══ Seleção

A tarde instalou-se numa tranquilidade plana a perder de
vista como se costuma dizer, ou pelo menos a minha mãe costuma dizer (mas não
foi hoje). Contemplo o movimento oscilatório do barco relativamente à firmeza
de solo onde pasta uma pluralidade de vacas. Eu estou sentada na linha de
transição de estado a deixar-me hipnotizar pelo movimento já referido, penso em
como é tudo tão mais lento quando se está num barco e depois lembro-me de Herberto.
Ele escreveu que um poeta estava sentado na Holanda contemplando vacas, se não
foram estas as palavras que usou, são estas as que uso eu. E é agora que toca o
meu telefone. Atendo o número, que desconheço, mas de Portugal nunca se sabe, estou
sim? Do outro lado uma voz masculina pergunta se sou eu que aqui estou, sou. E
depois diz que fala do banco Fixtín.
Não percebi bem o nome do banco, Fixtín?, e pergunto: como
disse que se chama o banco?
- Fixtín, minha senhora – mostrando indignação, continuou –
tem aparecido publicidade nossa em horário nobre na televisão e na rádio!
Continuei a perceber Fixtín e abstive-me de o inteirar, a
este senhor que interrompe a contemplação em que eu estava mergulhada, sobre os
meus parcos hábitos de televisão e, ultimamente, também de rádio. Entretanto já
vai ele lançado a explicar-me aquele aborrecimento sobre ir ser gravada a
chamada, quando eu esclareço, para poupar tempo, que não preciso de mais
bancos, que já tenho o suficiente relativamente a bancos e contas, muito
obrigada, uma boa tarde e…
- Mas eu não venho falar-lhe de contas!!!!, eu venho
falar-lhe de um cartão!!!!!!
- Mas cartões eu também já tenho e boa tarde e…
- Mas este é um cartão grátis!!!!! GRÁ-TIS!!!!! Não tem
anuidade, não paga nada, minha senhora!!

════
══ Linhas apresentadas

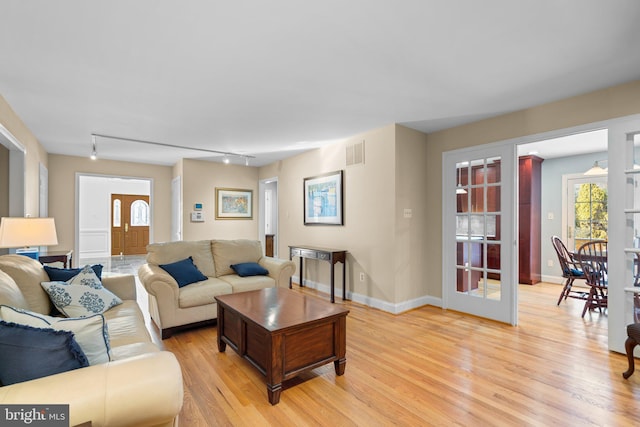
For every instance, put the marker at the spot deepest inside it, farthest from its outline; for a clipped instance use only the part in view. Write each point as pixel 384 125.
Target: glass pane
pixel 591 215
pixel 477 172
pixel 477 199
pixel 493 170
pixel 469 254
pixel 139 213
pixel 116 213
pixel 476 225
pixel 493 289
pixel 493 199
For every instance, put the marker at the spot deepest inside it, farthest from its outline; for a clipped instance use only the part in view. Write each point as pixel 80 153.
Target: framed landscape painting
pixel 234 203
pixel 323 197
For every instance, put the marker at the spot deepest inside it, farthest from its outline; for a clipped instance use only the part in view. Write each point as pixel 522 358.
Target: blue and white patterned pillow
pixel 91 333
pixel 81 296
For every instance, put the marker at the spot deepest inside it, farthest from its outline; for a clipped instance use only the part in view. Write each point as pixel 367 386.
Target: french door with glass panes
pixel 480 260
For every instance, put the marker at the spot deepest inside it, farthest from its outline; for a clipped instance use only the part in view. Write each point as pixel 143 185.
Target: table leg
pixel 222 346
pixel 333 291
pixel 273 391
pixel 301 274
pixel 344 275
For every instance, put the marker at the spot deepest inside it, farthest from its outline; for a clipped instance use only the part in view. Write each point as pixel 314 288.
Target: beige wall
pixel 413 244
pixel 62 191
pixel 199 181
pixel 35 155
pixel 618 101
pixel 4 181
pixel 381 242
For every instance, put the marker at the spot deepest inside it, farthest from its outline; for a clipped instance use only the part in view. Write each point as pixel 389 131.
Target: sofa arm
pixel 280 270
pixel 159 283
pixel 123 285
pixel 142 390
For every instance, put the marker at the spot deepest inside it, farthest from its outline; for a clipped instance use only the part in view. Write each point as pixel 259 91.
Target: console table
pixel 65 257
pixel 331 255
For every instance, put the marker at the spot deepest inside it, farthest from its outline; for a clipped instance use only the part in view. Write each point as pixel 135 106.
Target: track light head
pixel 94 152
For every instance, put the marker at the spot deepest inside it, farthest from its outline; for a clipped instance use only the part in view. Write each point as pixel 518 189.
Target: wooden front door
pixel 129 224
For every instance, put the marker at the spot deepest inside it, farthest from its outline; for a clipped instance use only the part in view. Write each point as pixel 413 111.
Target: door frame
pixel 505 309
pixel 78 175
pixel 262 214
pixel 617 131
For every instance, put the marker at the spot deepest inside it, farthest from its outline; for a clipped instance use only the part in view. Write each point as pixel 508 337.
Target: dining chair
pixel 571 270
pixel 593 260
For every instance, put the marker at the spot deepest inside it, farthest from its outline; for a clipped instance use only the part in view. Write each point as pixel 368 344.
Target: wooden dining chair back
pixel 571 270
pixel 593 260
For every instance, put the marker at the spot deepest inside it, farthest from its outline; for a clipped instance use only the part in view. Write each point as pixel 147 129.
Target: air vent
pixel 355 154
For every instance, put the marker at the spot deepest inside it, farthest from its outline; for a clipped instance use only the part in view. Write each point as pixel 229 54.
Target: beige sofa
pixel 140 386
pixel 173 308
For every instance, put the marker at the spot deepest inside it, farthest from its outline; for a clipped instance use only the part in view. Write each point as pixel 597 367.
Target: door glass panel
pixel 139 213
pixel 477 228
pixel 116 212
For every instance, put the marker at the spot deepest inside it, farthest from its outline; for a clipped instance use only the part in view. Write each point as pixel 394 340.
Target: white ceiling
pixel 272 79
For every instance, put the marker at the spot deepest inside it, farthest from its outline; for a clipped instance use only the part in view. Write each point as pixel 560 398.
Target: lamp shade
pixel 18 232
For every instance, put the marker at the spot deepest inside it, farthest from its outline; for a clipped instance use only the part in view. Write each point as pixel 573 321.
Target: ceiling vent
pixel 355 154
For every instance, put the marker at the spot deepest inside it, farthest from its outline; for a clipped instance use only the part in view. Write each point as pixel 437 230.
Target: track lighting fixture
pixel 226 154
pixel 94 152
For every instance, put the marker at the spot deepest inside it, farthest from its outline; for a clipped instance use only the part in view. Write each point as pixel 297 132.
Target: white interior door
pixel 479 223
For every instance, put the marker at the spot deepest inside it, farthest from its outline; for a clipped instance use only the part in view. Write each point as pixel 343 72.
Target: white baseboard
pixel 394 308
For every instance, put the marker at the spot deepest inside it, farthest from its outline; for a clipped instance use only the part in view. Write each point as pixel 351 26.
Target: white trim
pixel 376 303
pixel 106 176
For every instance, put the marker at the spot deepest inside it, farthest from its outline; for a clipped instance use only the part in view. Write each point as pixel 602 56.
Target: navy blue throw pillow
pixel 64 274
pixel 184 272
pixel 27 353
pixel 249 269
pixel 574 272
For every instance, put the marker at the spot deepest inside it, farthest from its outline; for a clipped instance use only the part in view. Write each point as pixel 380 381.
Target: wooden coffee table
pixel 282 333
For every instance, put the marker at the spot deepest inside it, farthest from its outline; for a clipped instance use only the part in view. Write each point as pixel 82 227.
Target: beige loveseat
pixel 173 308
pixel 141 385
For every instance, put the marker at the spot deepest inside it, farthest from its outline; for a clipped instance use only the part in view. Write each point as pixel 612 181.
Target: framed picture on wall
pixel 234 203
pixel 323 197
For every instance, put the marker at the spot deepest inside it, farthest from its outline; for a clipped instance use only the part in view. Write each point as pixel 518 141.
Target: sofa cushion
pixel 90 333
pixel 83 295
pixel 126 325
pixel 247 269
pixel 203 293
pixel 63 274
pixel 184 272
pixel 168 252
pixel 244 284
pixel 28 274
pixel 229 252
pixel 10 293
pixel 27 353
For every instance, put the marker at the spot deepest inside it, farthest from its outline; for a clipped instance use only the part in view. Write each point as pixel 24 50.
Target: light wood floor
pixel 429 367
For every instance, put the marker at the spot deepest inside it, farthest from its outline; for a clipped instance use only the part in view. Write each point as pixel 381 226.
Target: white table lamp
pixel 28 234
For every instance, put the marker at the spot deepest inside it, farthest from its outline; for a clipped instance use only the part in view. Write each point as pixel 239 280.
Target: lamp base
pixel 30 252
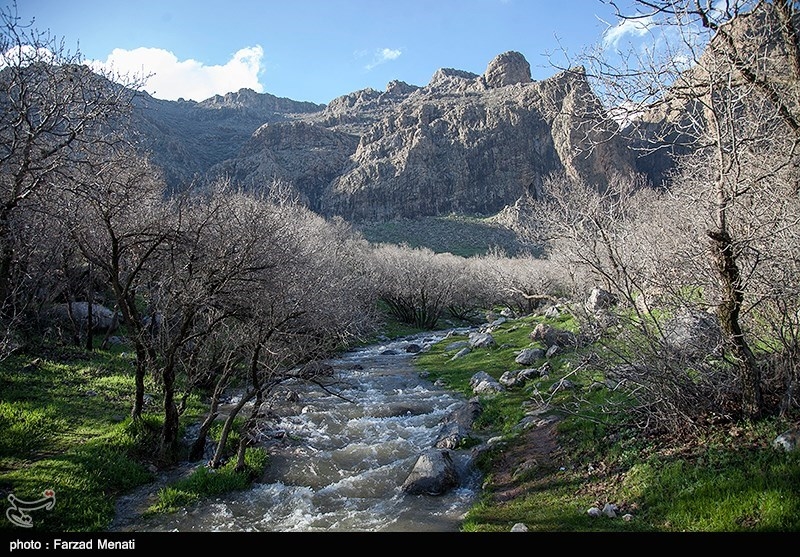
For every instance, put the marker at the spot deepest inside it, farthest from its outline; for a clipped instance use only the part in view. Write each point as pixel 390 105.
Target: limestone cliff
pixel 464 143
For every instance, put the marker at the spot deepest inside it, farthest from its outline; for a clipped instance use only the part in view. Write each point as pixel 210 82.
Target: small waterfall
pixel 337 463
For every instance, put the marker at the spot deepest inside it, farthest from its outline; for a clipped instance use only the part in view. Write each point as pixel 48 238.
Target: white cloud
pixel 24 55
pixel 172 79
pixel 627 27
pixel 384 55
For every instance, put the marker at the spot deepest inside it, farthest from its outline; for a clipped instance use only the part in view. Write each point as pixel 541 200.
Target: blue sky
pixel 316 50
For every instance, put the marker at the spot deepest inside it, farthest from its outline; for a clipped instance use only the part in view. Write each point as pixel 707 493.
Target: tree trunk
pixel 732 298
pixel 169 433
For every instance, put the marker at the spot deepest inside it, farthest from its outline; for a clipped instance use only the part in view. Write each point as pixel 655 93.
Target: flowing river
pixel 340 461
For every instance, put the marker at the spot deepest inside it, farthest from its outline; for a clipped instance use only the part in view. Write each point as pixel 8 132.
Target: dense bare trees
pixel 53 110
pixel 719 95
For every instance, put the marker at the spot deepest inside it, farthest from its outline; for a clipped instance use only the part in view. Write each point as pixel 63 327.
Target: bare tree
pixel 724 90
pixel 51 108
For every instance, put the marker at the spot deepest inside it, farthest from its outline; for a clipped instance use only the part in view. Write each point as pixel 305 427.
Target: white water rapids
pixel 342 461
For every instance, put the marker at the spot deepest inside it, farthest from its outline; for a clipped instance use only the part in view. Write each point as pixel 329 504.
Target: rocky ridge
pixel 464 143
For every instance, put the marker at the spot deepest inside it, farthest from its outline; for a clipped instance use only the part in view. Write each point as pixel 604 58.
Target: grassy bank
pixel 64 428
pixel 728 479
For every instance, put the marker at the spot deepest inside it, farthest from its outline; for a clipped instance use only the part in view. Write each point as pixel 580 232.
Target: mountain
pixel 464 143
pixel 187 138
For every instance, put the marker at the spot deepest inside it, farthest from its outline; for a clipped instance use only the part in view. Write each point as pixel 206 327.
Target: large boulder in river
pixel 433 474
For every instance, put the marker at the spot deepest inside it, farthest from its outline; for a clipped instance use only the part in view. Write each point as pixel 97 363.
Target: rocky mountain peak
pixel 506 69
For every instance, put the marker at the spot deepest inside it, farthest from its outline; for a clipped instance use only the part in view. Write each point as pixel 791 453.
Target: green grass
pixel 730 479
pixel 65 427
pixel 457 234
pixel 205 482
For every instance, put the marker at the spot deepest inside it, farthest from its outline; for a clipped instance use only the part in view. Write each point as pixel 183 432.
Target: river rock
pixel 433 474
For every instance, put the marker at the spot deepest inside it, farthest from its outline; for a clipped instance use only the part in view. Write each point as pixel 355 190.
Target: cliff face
pixel 464 143
pixel 475 144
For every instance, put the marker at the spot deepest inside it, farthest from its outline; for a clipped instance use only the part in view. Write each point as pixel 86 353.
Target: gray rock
pixel 481 340
pixel 434 473
pixel 528 356
pixel 788 440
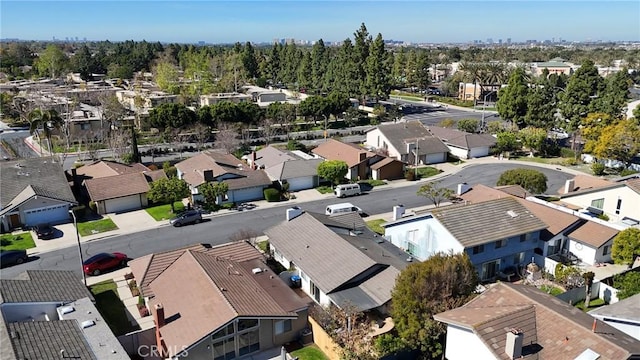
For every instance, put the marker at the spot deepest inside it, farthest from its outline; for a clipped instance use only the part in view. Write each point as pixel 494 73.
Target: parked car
pixel 13 257
pixel 44 231
pixel 187 217
pixel 98 263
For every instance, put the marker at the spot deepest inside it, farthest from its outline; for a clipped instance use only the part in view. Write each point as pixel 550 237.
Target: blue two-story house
pixel 496 234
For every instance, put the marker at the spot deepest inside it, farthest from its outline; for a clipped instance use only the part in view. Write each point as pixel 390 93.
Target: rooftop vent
pixel 67 310
pixel 88 323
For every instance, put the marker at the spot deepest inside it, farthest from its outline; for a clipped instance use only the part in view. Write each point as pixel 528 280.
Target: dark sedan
pixel 44 231
pixel 99 263
pixel 12 257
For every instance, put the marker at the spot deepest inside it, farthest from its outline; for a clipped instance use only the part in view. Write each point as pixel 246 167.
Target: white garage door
pixel 247 194
pixel 301 183
pixel 122 204
pixel 50 214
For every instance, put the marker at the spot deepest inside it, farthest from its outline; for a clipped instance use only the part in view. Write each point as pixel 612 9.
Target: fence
pixel 324 341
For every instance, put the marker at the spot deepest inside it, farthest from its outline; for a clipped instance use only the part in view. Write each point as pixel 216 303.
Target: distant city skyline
pixel 333 21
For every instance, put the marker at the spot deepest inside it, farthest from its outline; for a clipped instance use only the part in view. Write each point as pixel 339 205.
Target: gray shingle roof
pixel 310 245
pixel 44 286
pixel 46 178
pixel 487 221
pixel 44 340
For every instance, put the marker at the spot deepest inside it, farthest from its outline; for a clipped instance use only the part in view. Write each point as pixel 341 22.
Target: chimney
pixel 513 346
pixel 463 188
pixel 158 316
pixel 208 175
pixel 293 213
pixel 398 212
pixel 569 186
pixel 254 166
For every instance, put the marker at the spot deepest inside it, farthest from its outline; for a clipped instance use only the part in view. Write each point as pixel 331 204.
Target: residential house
pixel 287 167
pixel 244 183
pixel 462 144
pixel 507 243
pixel 213 99
pixel 409 142
pixel 220 302
pixel 554 66
pixel 362 163
pixel 46 314
pixel 510 321
pixel 337 261
pixel 623 315
pixel 618 200
pixel 33 191
pixel 104 184
pixel 568 238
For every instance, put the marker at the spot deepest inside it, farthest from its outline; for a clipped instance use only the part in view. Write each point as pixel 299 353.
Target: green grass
pixel 325 189
pixel 311 352
pixel 163 212
pixel 375 226
pixel 552 290
pixel 21 241
pixel 427 171
pixel 96 226
pixel 111 307
pixel 593 304
pixel 373 182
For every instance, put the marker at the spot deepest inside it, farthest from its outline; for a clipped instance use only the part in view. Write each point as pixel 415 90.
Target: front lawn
pixel 21 241
pixel 311 352
pixel 374 225
pixel 96 227
pixel 426 171
pixel 111 307
pixel 163 212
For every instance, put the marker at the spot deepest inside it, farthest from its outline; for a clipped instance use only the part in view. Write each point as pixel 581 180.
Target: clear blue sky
pixel 262 21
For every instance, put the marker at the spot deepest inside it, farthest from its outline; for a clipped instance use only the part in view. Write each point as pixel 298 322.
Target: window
pixel 597 203
pixel 283 326
pixel 518 258
pixel 477 249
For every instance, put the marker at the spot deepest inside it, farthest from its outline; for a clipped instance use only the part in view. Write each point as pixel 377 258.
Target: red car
pixel 98 263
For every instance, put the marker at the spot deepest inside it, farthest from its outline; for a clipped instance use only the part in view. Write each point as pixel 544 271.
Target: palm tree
pixel 48 120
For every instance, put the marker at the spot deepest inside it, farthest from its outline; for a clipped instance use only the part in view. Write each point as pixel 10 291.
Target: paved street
pixel 218 229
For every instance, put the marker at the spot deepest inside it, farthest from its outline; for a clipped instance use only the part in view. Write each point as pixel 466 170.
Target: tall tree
pixel 423 289
pixel 512 99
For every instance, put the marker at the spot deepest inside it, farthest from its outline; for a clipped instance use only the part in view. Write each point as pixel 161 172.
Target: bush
pixel 597 168
pixel 271 195
pixel 410 175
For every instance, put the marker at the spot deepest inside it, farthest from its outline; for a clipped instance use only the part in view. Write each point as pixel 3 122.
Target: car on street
pixel 186 218
pixel 101 262
pixel 44 231
pixel 13 257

════

» O que se pede
1) Responda às perguntas abaixo com base no trecho sobre a chamada do banco.
(a) De quem a narradora se lembra ao pensar em como tudo é mais lento num barco?
(b) Qual nome do banco a narradora continua a entender?
(c) Segundo o homem ao telefone, onde tem aparecido a publicidade do banco?
2) Reproduza sem nenhuma alteração, nas linhas de dados, a parte que vai da linha que contém "pixel 390 105." até a linha que contém "pixel 719 95", incluindo as duas.

» Respostas esperadas
1)
(a) De Herberto.
(b) Fixtín.
(c) Em horário nobre na televisão e na rádio.

2)
For every instance, put the marker at the spot deepest inside it, farthest from its outline; for a clipped instance use only the part in view. Write each point as pixel 390 105.
Target: limestone cliff
pixel 464 143
For every instance, put the marker at the spot deepest inside it, farthest from its outline; for a clipped instance use only the part in view. Write each point as pixel 210 82.
Target: small waterfall
pixel 337 463
For every instance, put the marker at the spot deepest inside it, farthest from its outline; for a clipped instance use only the part in view. Write each point as pixel 48 238.
Target: white cloud
pixel 24 55
pixel 172 79
pixel 627 27
pixel 384 55
For every instance, put the marker at the spot deepest inside it, farthest from its outline; for a clipped instance use only the part in view. Write each point as pixel 541 200.
Target: blue sky
pixel 316 50
For every instance, put the marker at the spot deepest inside it, farthest from its outline; for a clipped instance use only the part in view. Write each point as pixel 707 493.
Target: tree trunk
pixel 732 298
pixel 169 433
For every instance, put the marker at the spot deepest inside it, farthest from its outline; for a clipped instance use only the part in view. Write each point as pixel 655 93.
Target: flowing river
pixel 340 461
For every instance, put the marker at the spot deepest inside it, farthest from its outline; for a clipped instance use only the part in view. Write each point as pixel 8 132.
Target: dense bare trees
pixel 53 110
pixel 719 95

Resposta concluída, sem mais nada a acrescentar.